OBJECTIVE:
Copy the material from its start through the line containing "(1219, 528)", switching each "Reviewer note" to "Annotator note" and keeping everything else unchanged.

▽

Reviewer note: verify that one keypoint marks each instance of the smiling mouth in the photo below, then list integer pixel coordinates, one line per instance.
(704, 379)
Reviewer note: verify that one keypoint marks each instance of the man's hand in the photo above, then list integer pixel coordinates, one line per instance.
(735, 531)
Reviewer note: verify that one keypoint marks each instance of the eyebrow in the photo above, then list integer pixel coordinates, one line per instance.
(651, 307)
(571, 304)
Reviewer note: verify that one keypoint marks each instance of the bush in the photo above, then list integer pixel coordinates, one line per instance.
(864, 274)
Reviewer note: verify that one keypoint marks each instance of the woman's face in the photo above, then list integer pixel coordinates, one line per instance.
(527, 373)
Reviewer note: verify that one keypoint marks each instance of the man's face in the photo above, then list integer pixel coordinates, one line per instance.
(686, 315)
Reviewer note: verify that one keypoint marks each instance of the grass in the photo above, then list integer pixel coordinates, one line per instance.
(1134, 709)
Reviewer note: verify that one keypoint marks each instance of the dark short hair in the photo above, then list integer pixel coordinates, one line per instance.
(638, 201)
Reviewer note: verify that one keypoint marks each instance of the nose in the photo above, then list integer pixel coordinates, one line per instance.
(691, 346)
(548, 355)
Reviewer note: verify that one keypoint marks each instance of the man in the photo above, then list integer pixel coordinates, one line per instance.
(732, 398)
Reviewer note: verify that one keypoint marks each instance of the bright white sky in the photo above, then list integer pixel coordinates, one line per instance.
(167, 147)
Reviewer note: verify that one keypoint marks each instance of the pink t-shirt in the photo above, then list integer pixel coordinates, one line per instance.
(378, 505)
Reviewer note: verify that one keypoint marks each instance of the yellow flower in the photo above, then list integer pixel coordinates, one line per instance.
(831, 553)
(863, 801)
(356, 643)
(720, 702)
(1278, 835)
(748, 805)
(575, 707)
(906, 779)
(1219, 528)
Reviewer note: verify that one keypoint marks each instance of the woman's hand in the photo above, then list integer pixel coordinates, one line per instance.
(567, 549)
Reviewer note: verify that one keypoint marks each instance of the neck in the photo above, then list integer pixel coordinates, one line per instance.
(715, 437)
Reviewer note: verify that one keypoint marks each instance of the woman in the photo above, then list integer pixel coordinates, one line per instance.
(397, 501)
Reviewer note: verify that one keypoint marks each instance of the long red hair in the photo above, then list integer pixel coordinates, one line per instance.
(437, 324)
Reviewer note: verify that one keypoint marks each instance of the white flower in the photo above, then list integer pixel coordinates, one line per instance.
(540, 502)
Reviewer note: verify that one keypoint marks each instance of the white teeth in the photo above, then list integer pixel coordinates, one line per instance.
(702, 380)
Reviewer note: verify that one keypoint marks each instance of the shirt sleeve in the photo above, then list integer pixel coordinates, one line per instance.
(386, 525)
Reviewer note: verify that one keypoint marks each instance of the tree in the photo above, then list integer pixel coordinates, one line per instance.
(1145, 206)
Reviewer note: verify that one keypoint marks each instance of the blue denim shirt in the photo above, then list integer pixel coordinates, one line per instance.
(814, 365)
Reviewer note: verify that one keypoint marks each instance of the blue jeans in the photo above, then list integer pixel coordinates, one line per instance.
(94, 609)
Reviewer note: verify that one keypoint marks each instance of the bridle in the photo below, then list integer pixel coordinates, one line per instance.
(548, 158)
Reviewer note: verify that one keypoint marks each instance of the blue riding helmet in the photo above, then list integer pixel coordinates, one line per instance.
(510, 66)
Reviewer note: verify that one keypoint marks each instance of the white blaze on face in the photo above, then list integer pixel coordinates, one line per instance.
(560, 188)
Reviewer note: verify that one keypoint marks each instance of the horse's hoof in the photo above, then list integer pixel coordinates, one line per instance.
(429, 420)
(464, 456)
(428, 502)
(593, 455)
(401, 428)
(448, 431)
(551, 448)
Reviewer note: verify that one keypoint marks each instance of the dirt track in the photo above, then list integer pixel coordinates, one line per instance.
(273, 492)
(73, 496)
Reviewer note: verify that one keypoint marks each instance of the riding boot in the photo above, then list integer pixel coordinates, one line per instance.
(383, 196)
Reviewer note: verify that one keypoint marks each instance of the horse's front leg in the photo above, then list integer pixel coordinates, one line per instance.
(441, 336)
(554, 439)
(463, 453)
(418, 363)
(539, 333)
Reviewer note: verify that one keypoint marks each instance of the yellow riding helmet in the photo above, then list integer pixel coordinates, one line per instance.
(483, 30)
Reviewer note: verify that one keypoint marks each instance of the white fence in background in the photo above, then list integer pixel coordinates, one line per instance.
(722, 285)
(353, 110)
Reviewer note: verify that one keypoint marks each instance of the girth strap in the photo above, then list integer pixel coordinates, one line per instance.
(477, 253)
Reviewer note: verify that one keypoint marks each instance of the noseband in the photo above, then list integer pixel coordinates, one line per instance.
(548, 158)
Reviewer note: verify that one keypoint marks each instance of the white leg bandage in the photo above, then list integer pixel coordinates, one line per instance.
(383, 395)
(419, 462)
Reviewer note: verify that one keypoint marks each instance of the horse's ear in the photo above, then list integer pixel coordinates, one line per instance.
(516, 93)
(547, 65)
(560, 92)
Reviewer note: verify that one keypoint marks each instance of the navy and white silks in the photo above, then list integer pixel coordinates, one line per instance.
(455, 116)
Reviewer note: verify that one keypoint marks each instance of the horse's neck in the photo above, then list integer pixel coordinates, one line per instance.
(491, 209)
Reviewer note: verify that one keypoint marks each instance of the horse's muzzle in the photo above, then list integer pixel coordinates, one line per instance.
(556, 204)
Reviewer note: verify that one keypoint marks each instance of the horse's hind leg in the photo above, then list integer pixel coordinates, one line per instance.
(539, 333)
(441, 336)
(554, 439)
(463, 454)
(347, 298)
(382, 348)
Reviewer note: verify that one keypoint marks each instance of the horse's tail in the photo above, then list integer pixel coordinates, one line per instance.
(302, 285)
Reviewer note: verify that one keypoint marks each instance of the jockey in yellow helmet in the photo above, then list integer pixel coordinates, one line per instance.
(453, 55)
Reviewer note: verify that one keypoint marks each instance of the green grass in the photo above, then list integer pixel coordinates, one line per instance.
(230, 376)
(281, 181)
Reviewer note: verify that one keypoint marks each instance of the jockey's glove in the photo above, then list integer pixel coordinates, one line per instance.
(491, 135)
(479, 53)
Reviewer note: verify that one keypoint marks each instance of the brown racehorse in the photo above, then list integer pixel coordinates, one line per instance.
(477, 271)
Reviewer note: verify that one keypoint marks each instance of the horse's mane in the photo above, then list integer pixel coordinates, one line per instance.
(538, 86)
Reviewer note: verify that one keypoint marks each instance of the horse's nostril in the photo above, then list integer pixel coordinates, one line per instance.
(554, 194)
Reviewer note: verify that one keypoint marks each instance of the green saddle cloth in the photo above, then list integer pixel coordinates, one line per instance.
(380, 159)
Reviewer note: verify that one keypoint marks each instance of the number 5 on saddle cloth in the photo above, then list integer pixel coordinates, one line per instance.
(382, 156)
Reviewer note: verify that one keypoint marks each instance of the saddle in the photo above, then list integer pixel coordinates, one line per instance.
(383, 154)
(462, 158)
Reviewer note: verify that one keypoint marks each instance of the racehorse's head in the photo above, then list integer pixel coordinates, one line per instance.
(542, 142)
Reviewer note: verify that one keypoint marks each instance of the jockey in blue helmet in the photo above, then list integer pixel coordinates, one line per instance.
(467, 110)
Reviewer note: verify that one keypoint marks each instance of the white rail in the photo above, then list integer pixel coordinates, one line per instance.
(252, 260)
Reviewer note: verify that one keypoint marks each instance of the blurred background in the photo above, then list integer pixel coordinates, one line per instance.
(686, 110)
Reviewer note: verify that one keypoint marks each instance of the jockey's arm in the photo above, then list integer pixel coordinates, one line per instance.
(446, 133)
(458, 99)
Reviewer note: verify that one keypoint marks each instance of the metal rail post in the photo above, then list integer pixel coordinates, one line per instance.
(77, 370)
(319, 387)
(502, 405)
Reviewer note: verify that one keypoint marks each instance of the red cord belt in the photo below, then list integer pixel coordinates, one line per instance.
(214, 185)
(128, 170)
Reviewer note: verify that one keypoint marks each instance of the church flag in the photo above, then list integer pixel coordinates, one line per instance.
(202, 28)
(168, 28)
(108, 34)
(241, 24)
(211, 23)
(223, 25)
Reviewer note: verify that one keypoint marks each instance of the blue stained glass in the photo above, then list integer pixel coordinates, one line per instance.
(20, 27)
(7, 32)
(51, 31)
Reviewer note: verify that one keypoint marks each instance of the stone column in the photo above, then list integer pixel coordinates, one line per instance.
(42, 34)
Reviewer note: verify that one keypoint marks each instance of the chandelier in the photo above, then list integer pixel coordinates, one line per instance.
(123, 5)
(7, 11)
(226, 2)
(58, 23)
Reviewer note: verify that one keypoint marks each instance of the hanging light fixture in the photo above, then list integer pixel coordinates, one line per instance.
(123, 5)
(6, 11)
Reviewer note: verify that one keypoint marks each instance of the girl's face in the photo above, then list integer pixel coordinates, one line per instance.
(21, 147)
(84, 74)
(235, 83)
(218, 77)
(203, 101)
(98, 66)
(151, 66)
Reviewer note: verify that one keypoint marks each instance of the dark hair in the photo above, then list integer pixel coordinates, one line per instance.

△

FULL RESPONSE:
Annotator note: verify that one keypoint marks each instance of the smiling mouth in the photo below, then list integer pixel coordinates, one line per instance.
(704, 379)
Annotator note: verify that one keypoint marks each instance of the man's hand in the photo above, then list integer pixel coordinates, one line per instance.
(735, 531)
Annotator note: verify that one keypoint marks each instance of the eyebrow in the photo above, then list integer pixel coordinates, one line per instance.
(651, 307)
(571, 304)
Annotator note: verify that one keypoint marks each instance of the bush in the photo above, then list integer pixel coordinates, one line per instance.
(864, 274)
Annotator note: verify that one keypoint marks each instance of the woman's face in the photo above, then list integer pixel coordinates, one line per instance.
(527, 373)
Annotator note: verify that one keypoint marks each instance of the man's face in the photo above, then list integer pixel coordinates, one line per instance.
(686, 315)
Annotator note: verify that one keypoint marks each instance of the grass in the photo above, then list integer pixel coordinates, one line per instance.
(1134, 709)
Annotator note: verify that one keypoint marks each instance of the dark short hair in the photo above, then list integer pixel coordinates, one line per instance.
(638, 201)
Annotator note: verify that one keypoint marks each instance of the nose in the photo above, then list integer pixel coordinates, one line per instance.
(691, 346)
(548, 355)
Annotator note: verify that one keypoint marks each instance of the man in the photo above, then list integer pixel coordinates, one line per instance.
(732, 398)
Annotator note: verify that one keypoint marks each instance of the bright white sky in the photo above, then list integer pixel coordinates, one line per instance.
(167, 147)
Annotator note: verify that one keypoint marks each instance of the pink t-shirt in the photo above, then list integer pixel coordinates, one line per instance.
(378, 505)
Annotator note: verify that one keypoint marks each instance of the yellow flower in the photo above, then list integer pixel coordinates, one line per instance.
(831, 553)
(863, 801)
(356, 643)
(720, 702)
(1278, 835)
(748, 805)
(575, 707)
(906, 779)
(1219, 528)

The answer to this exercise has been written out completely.